# Задания
1) Перескажите в виде краткого списка абзац текста об Орлове, начинающийся словами «Позже, отказывая новоявленной супруге». Сохраните его основные факты.
2) Пожалуйста, допишите следующую часть текста об Орлове, начиная после его последнего предложения.

# Текст
§

Позже, отказывая новоявленной супруге в поваре, он мотивирует это своим всегдашним нежеланием «заводить нечистоту» (VIII, 154). А неожиданное супружество, принесшее значительные неудобства, в том числе и одомашнивания холостяцкого быта, он цинично сводит к купле-продаже, отождествляя любовь Зинаиды Федоровны с любовью проституток: «. за любовь я отдаю уже не су, а часть своего покоя и своих нервов» (VIII, 159). Поэтому в поведении Орлова преобладают жесты, в которых овеществлено стремление сохранить свою свободу от посягательств. Сначала это утренняя газета, которая читается за кофе, потом ирония, которую поначалу не замечает Зинаида Федоровна, пока еще не умеющая читать между строк, наконец, семантически нагруженный жест заслонения глаз, как от солнца, в котором стремление скрыть смущение и досаду от неудобного присутствия Зинаиды Федоровны. Не случайно, Владимир Иванович замечает по поводу одного эпизода ежедневной борьбы супругов: «Мне казалось, что он оставался дома для того только, чтобы чувствовать себя несчастным» (VIII, 163). Жест символичен: это проявление слепоты, восходящей к архетипу - мифу об ослеплении дерзнувшего увидеть красоту богини. Но слепота присуща и Зинаиде Федоровне, упивающейся новой жизнью и не замечающей ничего.

§

# Представленные данные
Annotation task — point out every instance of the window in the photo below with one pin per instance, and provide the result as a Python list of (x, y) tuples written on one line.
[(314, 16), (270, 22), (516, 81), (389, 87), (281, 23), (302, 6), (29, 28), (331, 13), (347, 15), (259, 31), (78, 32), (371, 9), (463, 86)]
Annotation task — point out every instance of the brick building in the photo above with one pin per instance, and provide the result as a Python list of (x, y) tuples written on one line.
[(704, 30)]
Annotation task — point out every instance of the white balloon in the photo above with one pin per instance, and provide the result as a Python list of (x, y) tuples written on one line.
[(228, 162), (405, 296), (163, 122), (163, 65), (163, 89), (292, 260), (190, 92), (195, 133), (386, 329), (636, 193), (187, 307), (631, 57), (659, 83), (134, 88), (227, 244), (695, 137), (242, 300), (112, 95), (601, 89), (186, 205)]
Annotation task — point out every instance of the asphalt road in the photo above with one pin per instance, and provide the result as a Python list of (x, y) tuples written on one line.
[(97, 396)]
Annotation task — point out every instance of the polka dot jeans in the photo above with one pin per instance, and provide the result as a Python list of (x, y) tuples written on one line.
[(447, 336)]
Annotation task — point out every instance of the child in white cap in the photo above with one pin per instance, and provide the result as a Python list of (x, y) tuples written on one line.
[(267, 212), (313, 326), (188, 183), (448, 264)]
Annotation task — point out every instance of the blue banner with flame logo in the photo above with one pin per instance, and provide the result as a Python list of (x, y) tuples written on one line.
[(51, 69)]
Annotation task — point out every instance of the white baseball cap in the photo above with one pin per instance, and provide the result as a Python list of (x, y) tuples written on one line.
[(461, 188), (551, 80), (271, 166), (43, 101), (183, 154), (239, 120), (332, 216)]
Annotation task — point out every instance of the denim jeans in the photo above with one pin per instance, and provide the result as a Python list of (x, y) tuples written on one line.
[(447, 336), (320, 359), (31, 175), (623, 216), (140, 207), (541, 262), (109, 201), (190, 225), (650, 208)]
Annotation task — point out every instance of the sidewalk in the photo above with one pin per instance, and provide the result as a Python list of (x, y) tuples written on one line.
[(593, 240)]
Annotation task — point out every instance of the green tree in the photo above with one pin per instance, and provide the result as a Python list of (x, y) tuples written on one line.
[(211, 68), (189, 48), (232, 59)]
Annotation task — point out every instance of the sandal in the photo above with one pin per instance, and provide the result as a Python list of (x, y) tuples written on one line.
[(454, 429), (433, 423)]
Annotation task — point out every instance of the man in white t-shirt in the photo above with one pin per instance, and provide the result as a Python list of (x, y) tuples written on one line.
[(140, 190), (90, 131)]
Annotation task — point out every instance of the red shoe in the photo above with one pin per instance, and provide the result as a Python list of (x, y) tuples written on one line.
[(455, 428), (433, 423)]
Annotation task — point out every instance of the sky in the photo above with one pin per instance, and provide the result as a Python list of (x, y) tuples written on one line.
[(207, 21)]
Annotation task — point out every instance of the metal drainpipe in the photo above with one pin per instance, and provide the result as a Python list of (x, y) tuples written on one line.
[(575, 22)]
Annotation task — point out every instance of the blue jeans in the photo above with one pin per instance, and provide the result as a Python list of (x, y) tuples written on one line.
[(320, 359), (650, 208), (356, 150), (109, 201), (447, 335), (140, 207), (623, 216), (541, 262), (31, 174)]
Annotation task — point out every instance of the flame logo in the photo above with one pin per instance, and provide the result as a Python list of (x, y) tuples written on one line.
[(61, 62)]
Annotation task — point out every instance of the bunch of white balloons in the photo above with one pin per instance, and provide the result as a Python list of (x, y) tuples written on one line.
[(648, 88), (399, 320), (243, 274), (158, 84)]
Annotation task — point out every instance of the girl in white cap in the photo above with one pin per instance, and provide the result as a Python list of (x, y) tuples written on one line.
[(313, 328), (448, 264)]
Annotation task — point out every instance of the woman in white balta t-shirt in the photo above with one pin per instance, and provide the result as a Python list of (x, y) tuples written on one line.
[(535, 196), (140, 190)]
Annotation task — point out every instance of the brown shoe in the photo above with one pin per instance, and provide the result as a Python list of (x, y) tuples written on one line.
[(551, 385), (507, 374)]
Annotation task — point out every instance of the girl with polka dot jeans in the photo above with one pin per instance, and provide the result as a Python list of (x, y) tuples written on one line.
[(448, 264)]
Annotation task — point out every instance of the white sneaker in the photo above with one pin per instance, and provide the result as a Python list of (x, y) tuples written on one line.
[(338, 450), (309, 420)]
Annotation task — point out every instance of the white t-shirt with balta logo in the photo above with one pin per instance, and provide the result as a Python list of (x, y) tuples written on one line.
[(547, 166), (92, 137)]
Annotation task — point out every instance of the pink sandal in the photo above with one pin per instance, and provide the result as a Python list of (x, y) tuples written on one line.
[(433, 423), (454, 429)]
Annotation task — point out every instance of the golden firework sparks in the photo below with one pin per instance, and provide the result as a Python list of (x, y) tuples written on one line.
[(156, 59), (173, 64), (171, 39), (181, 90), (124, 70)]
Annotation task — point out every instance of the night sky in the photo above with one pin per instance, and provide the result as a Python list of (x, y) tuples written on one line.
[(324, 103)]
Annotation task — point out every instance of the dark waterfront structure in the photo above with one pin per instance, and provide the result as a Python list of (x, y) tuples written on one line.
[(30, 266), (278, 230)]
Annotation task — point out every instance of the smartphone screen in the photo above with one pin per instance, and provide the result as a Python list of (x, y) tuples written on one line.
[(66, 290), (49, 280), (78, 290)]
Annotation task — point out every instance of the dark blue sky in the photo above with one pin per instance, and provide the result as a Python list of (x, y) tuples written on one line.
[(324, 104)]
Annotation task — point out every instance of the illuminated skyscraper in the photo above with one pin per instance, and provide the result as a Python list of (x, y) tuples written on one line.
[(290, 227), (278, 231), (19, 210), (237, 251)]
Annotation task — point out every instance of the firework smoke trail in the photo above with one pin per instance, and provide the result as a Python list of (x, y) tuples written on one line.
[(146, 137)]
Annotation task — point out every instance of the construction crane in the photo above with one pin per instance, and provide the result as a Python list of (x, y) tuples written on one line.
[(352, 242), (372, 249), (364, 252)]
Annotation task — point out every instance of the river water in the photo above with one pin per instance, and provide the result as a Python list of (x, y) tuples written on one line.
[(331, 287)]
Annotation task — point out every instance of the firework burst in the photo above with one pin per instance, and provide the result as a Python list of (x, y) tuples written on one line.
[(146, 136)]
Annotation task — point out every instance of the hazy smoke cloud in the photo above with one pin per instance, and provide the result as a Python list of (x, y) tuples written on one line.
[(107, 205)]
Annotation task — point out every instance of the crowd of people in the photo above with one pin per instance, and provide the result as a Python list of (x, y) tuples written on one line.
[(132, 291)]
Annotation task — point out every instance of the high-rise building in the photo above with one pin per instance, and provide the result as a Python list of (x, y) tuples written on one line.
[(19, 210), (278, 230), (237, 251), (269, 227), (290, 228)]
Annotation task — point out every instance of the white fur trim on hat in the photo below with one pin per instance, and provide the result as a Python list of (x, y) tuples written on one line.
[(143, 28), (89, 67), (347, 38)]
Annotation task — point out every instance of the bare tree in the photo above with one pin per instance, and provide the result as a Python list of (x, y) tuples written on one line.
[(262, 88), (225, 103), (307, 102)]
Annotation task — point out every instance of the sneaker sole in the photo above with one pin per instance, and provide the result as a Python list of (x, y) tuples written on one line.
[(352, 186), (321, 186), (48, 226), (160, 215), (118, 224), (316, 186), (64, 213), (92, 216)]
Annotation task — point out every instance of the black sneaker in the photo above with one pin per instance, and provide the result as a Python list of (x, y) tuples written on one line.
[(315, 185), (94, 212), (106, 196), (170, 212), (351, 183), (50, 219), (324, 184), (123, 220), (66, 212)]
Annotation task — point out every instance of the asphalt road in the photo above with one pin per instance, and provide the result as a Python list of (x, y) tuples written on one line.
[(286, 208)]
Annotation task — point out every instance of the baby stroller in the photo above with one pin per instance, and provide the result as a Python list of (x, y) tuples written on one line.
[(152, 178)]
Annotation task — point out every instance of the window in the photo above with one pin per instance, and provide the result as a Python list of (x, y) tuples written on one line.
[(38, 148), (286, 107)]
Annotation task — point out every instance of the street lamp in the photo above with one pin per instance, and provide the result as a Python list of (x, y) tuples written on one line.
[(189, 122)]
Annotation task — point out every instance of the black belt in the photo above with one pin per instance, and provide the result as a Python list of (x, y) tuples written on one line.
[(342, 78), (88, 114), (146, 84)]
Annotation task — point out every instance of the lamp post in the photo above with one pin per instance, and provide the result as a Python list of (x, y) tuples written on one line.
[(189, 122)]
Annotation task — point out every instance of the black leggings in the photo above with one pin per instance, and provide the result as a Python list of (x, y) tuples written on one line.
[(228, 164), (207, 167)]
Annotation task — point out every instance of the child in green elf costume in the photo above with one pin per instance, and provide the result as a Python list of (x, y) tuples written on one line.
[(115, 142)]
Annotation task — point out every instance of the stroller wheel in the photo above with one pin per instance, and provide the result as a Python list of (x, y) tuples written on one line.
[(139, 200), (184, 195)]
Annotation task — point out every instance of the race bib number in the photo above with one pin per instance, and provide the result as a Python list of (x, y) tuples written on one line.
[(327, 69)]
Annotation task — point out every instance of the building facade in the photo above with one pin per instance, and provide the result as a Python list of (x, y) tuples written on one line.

§

# Ответы
1)
- Отказывая жене в поваре, Орлов ссылается на свое всегдашнее нежелание «заводить нечистоту» (VIII, 154).
- Неожиданный брак, принесший ему неудобства, он цинично сводит к купле-продаже и приравнивает любовь Зинаиды Федоровны к любви проституток (VIII, 159).
- Поэтому в его поведении преобладают жесты, защищающие его свободу: утренняя газета за кофе, ирония, которую Зинаида Федоровна поначалу не замечает, и жест заслонения глаз, скрывающий смущение и досаду.
- Владимиру Ивановичу казалось, что Орлов оставался дома лишь для того, чтобы чувствовать себя несчастным (VIII, 163).
- Жест заслонения глаз символичен. Он выражает слепоту, восходящую к мифу об ослеплении дерзнувшего увидеть красоту богини.
- Слепа и Зинаида Федоровна: она упивается новой жизнью и ничего не замечает.

2)
Роман Зинаиды Федоровны и Орлова, пересказанный Владимиром Ивановичем, существует в своебразных трансформациях. Так, первоначальная таинственность, присущая Зинаиде Федоровне (явная отсылка к повести Тургенева «Три встречи», кстати, упоминаемой в повести Чехова в пересказе музыкального Грузина), сменяется ощущением ее беззащитности. Причем, с одной стороны, героиня подвержена зооморфизации, с другой -олитературовиванию. Так, в бесконечных ссорах с Орловым подчеркивается поза Зинаиды Федоровны: «. и некстати, и решительно опустилась на ковер у ног Орлова...» (VIII, 164), «Она льстила Орлову и, чтобы добиться от него неискренней улыбки или поцелуя, стояла перед ним на коленях, ласкалась, как

собачонка» (VIII, 169) [30] . Позже ей самой будет эта смешна любовь, которая «только туманит совесть и сбивают с толку» (VIII, 200).

В отдельные минуты, когда отступает «рациональное» и все заслоняется красотой и женским очарованием, рассказчик сливается со своим персонажем: «... забормотал он, трогая ее за волосы и плечи...» (VIII, 166), «А Орлов играл ее каштановыми волосами и целовал ее руки, беззвучно прикасаясь к ним губами» (VIII, 167) [31]. В искренних жестах Зинаиды Федоровны Владимир Иванович не замечает и тени театральности, только присущее ей природное изящество: «. потом грациозно обвила его шею руками и положила голову ему на грудь» (VIII, 171). Таким же завораживающим кажется и ее голос («.речь ее звучала как ручей», VIII, 176) [32]. Однако, зооморфное, инфернальное, «кошачье» имплицитно присутствует и здесь.

Смена ролей сопровождается усилением мотива беззащитности: роль девочки-шалуньи в сцене утреннего кофе получает продолжение в другой -обиды на Орлова: «Во всякий раз Вы отвечаете мне шуточками или холодно или длинно, как учитель...» (VIII, 164). Чувствующая обман Зинаида Федоровна напоминает наказанную за провинность ученицу: «Она сидела у себя в комнате, в углу, с таким выражением, как будто ее посадили в угол в наказание» (VIII, 175) [33]. Ассоциации закрепляются упоминанием короткого дивана, похожего на букву Э, на котором Зинаида Федоровна спит во время своего добровольного заточения, прячась от наглой Полины. Этот мотив включает портретную деталь - маленькую ножку - образ, генетически восходящий к Пушкину, Тургеневу и самому Чехову [34].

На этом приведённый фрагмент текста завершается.